Take the records below and print them verbatim up to and including the line that carries "rough mask: <svg".
+++
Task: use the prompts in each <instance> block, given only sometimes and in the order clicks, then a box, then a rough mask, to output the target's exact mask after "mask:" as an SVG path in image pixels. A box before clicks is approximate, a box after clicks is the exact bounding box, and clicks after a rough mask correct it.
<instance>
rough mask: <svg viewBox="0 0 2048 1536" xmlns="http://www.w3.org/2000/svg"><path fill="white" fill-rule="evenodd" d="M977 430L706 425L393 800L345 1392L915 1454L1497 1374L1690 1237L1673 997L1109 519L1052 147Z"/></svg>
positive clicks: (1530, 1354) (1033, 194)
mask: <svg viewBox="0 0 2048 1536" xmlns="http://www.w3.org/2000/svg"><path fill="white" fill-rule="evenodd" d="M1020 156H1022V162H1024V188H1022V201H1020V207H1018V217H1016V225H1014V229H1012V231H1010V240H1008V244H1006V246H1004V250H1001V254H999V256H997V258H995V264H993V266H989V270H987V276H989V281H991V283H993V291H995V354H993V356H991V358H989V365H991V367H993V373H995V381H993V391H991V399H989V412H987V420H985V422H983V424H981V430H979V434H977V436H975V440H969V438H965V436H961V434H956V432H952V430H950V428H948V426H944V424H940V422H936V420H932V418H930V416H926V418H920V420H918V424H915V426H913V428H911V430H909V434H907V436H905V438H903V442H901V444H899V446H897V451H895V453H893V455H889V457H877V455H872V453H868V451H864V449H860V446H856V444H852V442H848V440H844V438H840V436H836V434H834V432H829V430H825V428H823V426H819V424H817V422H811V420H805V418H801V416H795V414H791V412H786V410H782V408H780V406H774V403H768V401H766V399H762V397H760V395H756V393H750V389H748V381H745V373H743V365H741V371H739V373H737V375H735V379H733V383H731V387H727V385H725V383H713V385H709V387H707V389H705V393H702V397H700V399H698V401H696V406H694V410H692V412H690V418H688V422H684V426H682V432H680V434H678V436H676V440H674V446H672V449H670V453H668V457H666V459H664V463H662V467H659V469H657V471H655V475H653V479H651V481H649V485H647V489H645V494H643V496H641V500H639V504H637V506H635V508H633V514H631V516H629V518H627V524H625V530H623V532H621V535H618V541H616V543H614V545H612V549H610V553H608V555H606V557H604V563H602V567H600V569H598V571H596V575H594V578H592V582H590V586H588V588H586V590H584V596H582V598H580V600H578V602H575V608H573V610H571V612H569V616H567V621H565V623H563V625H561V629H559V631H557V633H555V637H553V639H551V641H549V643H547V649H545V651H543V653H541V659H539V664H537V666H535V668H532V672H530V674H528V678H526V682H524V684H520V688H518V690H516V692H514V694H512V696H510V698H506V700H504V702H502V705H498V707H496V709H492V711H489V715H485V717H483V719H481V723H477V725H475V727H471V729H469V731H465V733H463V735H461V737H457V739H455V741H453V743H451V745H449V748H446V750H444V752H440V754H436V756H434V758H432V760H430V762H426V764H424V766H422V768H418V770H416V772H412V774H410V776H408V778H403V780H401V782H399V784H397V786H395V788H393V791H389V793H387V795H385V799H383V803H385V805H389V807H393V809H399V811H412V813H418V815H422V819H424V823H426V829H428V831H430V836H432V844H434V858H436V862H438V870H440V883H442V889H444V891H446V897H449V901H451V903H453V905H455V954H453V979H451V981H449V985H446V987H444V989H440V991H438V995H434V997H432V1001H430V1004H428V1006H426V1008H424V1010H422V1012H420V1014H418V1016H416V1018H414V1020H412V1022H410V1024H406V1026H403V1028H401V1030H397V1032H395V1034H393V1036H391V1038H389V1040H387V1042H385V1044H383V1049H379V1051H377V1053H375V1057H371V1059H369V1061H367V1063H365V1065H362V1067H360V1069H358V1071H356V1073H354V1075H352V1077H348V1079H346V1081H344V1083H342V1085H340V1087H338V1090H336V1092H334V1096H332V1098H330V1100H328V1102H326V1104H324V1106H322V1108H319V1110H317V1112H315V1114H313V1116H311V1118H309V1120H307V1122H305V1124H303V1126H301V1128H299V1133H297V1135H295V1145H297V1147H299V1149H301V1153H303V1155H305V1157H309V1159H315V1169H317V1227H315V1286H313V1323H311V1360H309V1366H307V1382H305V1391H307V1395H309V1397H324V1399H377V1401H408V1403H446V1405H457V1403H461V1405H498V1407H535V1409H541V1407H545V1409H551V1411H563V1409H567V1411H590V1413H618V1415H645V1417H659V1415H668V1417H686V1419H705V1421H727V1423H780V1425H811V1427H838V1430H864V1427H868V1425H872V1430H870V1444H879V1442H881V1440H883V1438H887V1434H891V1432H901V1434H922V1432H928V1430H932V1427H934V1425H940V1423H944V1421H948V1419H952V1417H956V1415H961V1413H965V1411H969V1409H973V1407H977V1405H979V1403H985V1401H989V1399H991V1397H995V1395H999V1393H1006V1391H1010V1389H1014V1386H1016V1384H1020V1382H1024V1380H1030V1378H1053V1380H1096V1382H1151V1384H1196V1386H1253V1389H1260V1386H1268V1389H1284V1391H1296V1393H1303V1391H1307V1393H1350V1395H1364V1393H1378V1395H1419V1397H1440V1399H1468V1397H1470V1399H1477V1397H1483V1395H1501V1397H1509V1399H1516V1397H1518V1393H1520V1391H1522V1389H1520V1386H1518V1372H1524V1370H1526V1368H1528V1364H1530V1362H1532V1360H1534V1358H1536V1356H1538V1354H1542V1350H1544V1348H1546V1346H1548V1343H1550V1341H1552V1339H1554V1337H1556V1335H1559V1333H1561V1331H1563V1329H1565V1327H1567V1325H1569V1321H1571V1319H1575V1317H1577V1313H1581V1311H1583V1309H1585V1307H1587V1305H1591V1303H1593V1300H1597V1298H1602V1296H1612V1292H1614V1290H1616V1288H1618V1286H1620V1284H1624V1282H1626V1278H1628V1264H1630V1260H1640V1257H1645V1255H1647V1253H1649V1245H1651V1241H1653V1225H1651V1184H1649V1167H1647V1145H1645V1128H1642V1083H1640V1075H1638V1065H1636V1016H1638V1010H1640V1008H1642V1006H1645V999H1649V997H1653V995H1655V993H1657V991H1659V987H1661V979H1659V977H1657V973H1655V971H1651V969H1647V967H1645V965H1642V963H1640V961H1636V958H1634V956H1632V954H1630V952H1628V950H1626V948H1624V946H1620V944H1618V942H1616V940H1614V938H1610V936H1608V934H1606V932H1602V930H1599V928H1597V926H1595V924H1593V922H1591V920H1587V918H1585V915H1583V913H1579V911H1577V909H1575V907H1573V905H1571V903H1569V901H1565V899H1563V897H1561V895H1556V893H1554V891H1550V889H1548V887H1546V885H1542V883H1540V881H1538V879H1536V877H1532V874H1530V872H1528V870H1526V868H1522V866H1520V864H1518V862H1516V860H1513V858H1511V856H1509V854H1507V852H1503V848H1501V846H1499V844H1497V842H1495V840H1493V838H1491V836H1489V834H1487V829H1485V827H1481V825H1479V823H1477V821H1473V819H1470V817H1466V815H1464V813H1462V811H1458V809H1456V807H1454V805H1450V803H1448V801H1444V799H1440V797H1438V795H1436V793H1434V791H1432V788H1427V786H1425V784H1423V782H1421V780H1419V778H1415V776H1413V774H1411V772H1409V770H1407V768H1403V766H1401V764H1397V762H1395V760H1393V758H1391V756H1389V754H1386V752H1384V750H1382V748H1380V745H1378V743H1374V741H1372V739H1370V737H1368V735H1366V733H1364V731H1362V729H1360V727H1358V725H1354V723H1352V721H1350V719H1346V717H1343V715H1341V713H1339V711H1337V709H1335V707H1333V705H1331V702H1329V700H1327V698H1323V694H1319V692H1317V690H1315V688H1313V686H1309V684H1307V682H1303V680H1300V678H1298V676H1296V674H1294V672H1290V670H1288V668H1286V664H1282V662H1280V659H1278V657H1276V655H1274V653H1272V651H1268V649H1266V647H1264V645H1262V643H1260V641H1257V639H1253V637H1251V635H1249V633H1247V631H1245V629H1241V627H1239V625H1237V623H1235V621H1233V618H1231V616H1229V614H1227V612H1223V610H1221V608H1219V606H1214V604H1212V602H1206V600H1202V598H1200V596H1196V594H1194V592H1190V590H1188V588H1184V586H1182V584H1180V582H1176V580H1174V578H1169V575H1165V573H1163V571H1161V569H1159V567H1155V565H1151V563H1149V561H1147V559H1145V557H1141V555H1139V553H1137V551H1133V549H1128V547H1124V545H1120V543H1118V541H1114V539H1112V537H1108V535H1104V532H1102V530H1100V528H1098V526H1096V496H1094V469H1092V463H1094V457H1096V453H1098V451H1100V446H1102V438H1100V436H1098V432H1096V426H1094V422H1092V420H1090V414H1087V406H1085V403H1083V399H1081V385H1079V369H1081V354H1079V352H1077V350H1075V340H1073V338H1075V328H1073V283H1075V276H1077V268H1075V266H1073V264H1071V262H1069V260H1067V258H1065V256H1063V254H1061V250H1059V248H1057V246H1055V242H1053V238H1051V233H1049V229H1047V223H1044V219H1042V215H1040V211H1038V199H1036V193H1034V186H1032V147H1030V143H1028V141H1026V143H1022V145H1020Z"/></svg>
+++
__TASK RESPONSE__
Task: use the prompts in each <instance> block, given only sometimes and in the order clicks, then a box, then a rough mask, to output the target's exact mask after "mask:" as an SVG path in image pixels. A box before clicks is approximate, a box after clicks is the exact bounding box, and clicks after a rough mask correct it.
<instance>
rough mask: <svg viewBox="0 0 2048 1536" xmlns="http://www.w3.org/2000/svg"><path fill="white" fill-rule="evenodd" d="M977 430L706 425L393 800L345 1392L915 1454L1497 1374L1690 1237L1673 997L1109 519L1052 147Z"/></svg>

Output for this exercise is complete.